--- start EXCERPTED TEXT ---

Eno is, by his own admission at the end of that interview, "in a bad mood".

I think it's unfortunate that a man who was so prescient during web 1.0 is now failing to engage with web 3. Here he is in 1995 in Wired<https://www.wired.com/1995/05/eno-2>,

"But art has not ceased to affect us; it's just that the process we call art is happening elsewhere, in areas that might be called by other names. I always think of medieval heraldry: so intensely relevant for hundreds of years, and now a total mystery to nearly all of us. The traditional sites for art activity seem to be losing their power, while new sites for art are becoming powerful. We have been looking for art in the wrong places."

The same could definitely be said today imho. At least if he were engaging with it in a more positive mindset he might find a lot more to ruminate on than the understanding he shows in that short interview. But bad questions = bad answers.

Salvatore, I thought your piece was excellent - web 1.0 was full of (public) discussions about how it might change culture, whereas web 2.0 (which actually did) had very little useful discourse in that space. As we enter this new era I hope some of this smart thinking makes its way beyond academia and the fringe. (For my own practice we're working on a project on diversity<https://www.yesqueen.club/> in web 3. This thread<https://twitter.com/karsendaily/status/1473534556309385217> on twitter nicely deconstructs the pervasive liberterian mindset that needs to be torn out of web3 before it becomes as negative as 2.0.)

--- end EXCERPTED TEXT ---
--- start EXTRACTED ENTRIES ---

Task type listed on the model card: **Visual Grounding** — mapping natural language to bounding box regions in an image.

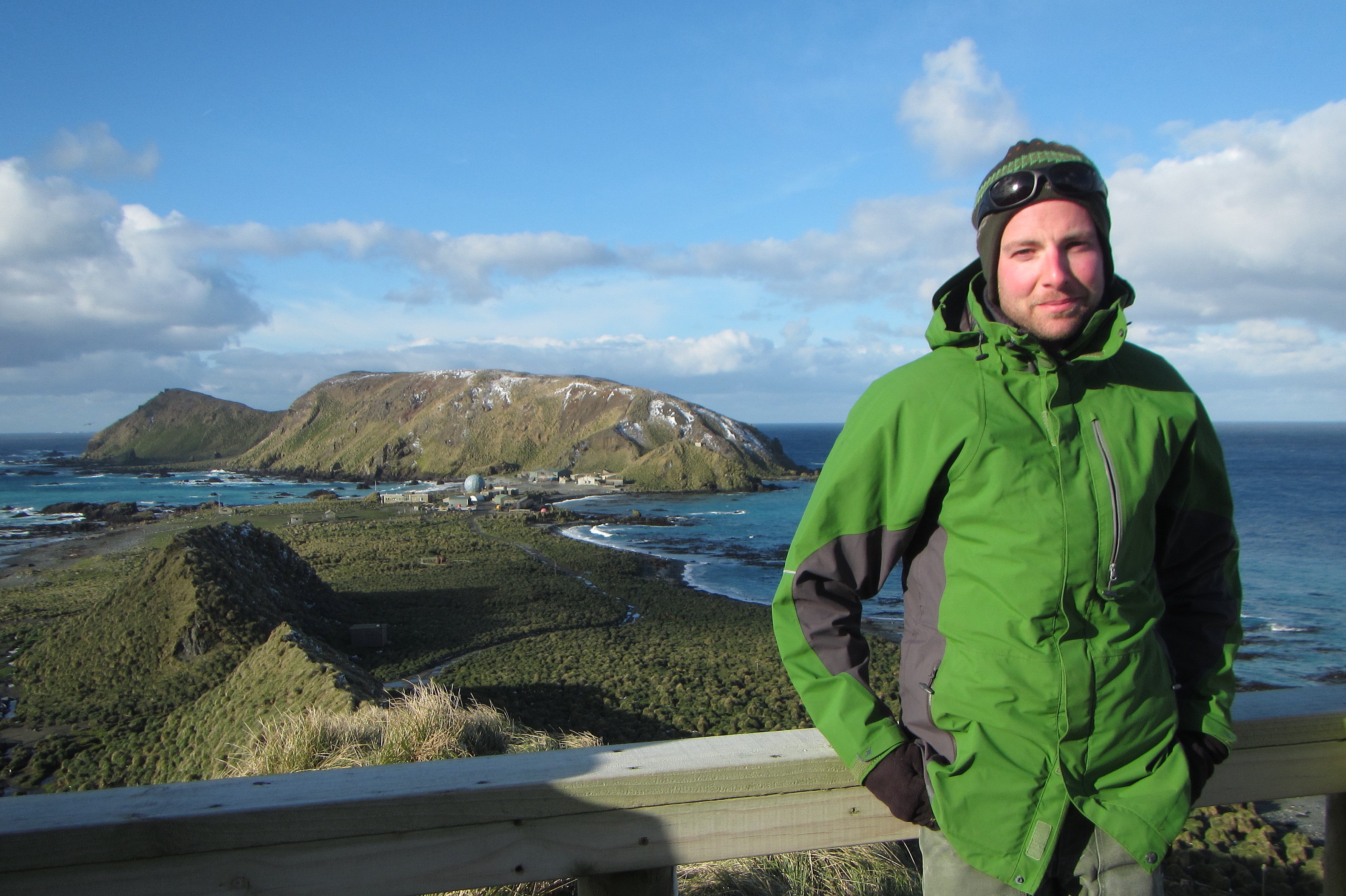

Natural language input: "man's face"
[996,199,1104,343]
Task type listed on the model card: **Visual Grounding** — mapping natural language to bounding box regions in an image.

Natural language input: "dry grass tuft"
[226,683,921,896]
[678,843,921,896]
[226,683,602,776]
[440,843,921,896]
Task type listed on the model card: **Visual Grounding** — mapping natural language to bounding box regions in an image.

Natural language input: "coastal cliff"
[92,370,808,491]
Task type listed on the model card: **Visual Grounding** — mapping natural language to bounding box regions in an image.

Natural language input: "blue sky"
[0,3,1346,432]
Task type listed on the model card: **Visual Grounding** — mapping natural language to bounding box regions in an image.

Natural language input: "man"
[773,140,1241,896]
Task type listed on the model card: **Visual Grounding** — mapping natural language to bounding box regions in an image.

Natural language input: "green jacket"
[773,263,1241,893]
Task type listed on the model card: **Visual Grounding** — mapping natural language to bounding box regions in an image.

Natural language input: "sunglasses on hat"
[975,161,1108,226]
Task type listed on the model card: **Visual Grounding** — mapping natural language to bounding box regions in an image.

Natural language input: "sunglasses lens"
[987,171,1038,209]
[1047,161,1102,195]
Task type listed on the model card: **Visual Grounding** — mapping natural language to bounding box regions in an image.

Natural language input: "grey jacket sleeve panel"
[1155,402,1242,743]
[1155,508,1240,700]
[791,527,915,687]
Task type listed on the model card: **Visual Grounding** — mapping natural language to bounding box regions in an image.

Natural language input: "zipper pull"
[1102,564,1121,597]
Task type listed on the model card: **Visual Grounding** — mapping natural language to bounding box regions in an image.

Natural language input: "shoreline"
[547,511,903,644]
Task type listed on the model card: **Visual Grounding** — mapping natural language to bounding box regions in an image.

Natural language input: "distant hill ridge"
[86,370,806,491]
[85,389,285,465]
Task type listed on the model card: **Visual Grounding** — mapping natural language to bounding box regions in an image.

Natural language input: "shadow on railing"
[0,686,1346,896]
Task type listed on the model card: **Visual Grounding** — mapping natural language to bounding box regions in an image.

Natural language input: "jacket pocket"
[1093,417,1123,597]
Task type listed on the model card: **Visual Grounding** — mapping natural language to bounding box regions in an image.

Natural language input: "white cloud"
[160,219,618,304]
[1129,320,1346,378]
[45,121,159,180]
[898,38,1028,172]
[1108,101,1346,330]
[0,159,265,366]
[624,196,976,307]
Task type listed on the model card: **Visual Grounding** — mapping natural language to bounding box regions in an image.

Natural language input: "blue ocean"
[0,433,413,564]
[0,424,1346,685]
[565,424,1346,686]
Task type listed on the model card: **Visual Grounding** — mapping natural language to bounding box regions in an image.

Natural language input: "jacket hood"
[926,258,1136,360]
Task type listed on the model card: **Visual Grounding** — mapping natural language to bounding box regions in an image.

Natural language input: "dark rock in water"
[42,501,102,514]
[42,501,140,521]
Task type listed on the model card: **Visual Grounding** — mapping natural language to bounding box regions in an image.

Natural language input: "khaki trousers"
[921,808,1164,896]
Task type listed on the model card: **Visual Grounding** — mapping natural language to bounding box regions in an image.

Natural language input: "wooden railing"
[0,686,1346,896]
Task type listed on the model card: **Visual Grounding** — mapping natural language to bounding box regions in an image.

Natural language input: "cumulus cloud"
[624,196,976,308]
[0,159,266,366]
[1131,320,1346,377]
[1108,101,1346,330]
[156,219,619,304]
[898,38,1028,172]
[45,121,159,180]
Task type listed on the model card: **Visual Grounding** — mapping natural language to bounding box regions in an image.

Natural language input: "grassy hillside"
[0,502,1323,896]
[83,389,285,465]
[4,525,381,788]
[237,370,802,490]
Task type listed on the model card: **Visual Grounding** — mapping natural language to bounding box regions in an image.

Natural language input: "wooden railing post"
[1323,794,1346,896]
[576,868,677,896]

--- end EXTRACTED ENTRIES ---

* [SET TASKS]
1. Reproduce word for word the passage in the post about Eno, starting with "Salvatore, I thought" and going on through "negative as 2.0.)".
2. In the post about Eno, what is the subject of the project the writer's practice is working on?

* [TASK-BY-TASK RESULTS]
1.
Salvatore, I thought your piece was excellent - web 1.0 was full of (public) discussions about how it might change culture, whereas web 2.0 (which actually did) had very little useful discourse in that space. As we enter this new era I hope some of this smart thinking makes its way beyond academia and the fringe. (For my own practice we're working on a project on diversity<https://www.yesqueen.club/> in web 3. This thread<https://twitter.com/karsendaily/status/1473534556309385217> on twitter nicely deconstructs the pervasive liberterian mindset that needs to be torn out of web3 before it becomes as negative as 2.0.)

2. Diversity in web 3.